* _Instructions to follow_
Quote every line below exactly as it reads.
------ Data for analysis ------
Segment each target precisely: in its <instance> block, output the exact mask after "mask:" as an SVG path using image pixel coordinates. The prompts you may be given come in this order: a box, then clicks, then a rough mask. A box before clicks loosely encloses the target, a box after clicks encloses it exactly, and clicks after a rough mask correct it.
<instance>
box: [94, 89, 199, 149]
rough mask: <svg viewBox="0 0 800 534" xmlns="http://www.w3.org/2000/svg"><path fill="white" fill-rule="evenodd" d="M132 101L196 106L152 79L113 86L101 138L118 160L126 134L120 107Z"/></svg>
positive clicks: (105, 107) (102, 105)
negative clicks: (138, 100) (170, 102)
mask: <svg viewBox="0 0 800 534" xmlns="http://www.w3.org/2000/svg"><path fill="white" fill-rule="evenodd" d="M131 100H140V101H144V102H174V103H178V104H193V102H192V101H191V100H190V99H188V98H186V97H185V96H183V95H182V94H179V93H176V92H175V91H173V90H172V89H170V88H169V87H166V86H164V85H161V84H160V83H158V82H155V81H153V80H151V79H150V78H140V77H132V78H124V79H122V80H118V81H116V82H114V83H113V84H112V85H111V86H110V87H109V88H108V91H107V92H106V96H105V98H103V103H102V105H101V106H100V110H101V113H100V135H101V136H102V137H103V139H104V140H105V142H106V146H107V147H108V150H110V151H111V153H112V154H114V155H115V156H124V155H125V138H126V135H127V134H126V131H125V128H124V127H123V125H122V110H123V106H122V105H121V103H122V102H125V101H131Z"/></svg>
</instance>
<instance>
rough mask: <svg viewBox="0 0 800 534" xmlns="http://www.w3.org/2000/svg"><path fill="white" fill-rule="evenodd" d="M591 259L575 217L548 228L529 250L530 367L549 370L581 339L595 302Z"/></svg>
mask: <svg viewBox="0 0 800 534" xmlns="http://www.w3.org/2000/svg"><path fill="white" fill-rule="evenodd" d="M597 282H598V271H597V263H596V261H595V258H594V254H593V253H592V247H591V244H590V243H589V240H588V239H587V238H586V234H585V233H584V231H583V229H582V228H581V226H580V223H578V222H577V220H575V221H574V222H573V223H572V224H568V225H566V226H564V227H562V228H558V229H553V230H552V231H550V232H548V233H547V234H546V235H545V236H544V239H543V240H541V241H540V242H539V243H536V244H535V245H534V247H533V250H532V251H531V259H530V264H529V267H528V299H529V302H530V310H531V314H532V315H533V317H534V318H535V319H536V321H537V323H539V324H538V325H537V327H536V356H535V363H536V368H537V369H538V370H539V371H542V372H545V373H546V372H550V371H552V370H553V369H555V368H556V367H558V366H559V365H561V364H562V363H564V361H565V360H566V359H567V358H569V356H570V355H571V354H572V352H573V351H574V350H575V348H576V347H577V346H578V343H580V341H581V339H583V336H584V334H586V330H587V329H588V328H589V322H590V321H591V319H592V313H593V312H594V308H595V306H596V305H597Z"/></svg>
------
* _Problem solution_
Segment each target precisely: in its <instance> block, output the exact mask after "mask:" as an SVG path using image pixel coordinates. The prompts you may be given come in this order: a box, then clicks, then a rough mask. A box before clicks loosely encloses the target, a box after clicks encloses it exactly, and clicks after a rough mask correct it.
<instance>
box: [94, 89, 199, 149]
rough mask: <svg viewBox="0 0 800 534" xmlns="http://www.w3.org/2000/svg"><path fill="white" fill-rule="evenodd" d="M132 101L196 106L152 79L113 86L101 138L118 160L126 134L120 107Z"/></svg>
positive clicks: (105, 107) (102, 105)
negative clicks: (138, 100) (170, 102)
mask: <svg viewBox="0 0 800 534" xmlns="http://www.w3.org/2000/svg"><path fill="white" fill-rule="evenodd" d="M131 100H140V101H144V102H174V103H178V104H193V102H192V101H191V100H190V99H188V98H186V97H185V96H183V95H182V94H179V93H176V92H175V91H173V90H172V89H170V88H169V87H166V86H164V85H161V84H160V83H158V82H155V81H153V80H151V79H150V78H140V77H132V78H124V79H122V80H118V81H116V82H114V83H113V84H112V85H111V86H110V87H109V88H108V91H107V92H106V96H105V98H103V103H102V105H101V106H100V110H101V113H100V135H101V136H102V137H103V139H104V140H105V142H106V146H107V147H108V150H110V151H111V153H112V154H114V155H115V156H124V155H125V138H126V135H127V134H126V131H125V128H124V127H123V125H122V110H123V106H122V105H121V103H122V102H125V101H131Z"/></svg>
</instance>
<instance>
rough mask: <svg viewBox="0 0 800 534" xmlns="http://www.w3.org/2000/svg"><path fill="white" fill-rule="evenodd" d="M591 259L575 217L548 228L529 250L530 367L549 370L581 339L595 302Z"/></svg>
mask: <svg viewBox="0 0 800 534" xmlns="http://www.w3.org/2000/svg"><path fill="white" fill-rule="evenodd" d="M597 282H598V271H597V263H596V261H595V258H594V254H593V253H592V247H591V244H590V243H589V240H588V239H587V238H586V234H585V233H584V231H583V229H582V228H581V226H580V223H578V222H577V220H575V221H574V222H573V223H572V224H568V225H566V226H564V227H562V228H558V229H553V230H552V231H550V232H548V233H547V234H546V235H545V236H544V239H543V240H541V241H540V242H539V243H536V244H535V245H534V247H533V250H532V251H531V259H530V264H529V267H528V299H529V302H530V310H531V314H532V315H533V317H534V318H535V319H536V321H537V323H539V324H538V325H537V327H536V356H535V363H536V368H537V369H538V370H539V371H542V372H545V373H546V372H550V371H552V370H553V369H555V368H556V367H558V366H559V365H561V364H562V363H564V361H565V360H566V359H567V358H569V356H570V355H571V354H572V352H573V351H574V350H575V348H576V347H577V346H578V343H580V341H581V339H583V336H584V334H586V330H587V329H588V328H589V322H590V321H591V319H592V313H593V312H594V308H595V306H596V305H597Z"/></svg>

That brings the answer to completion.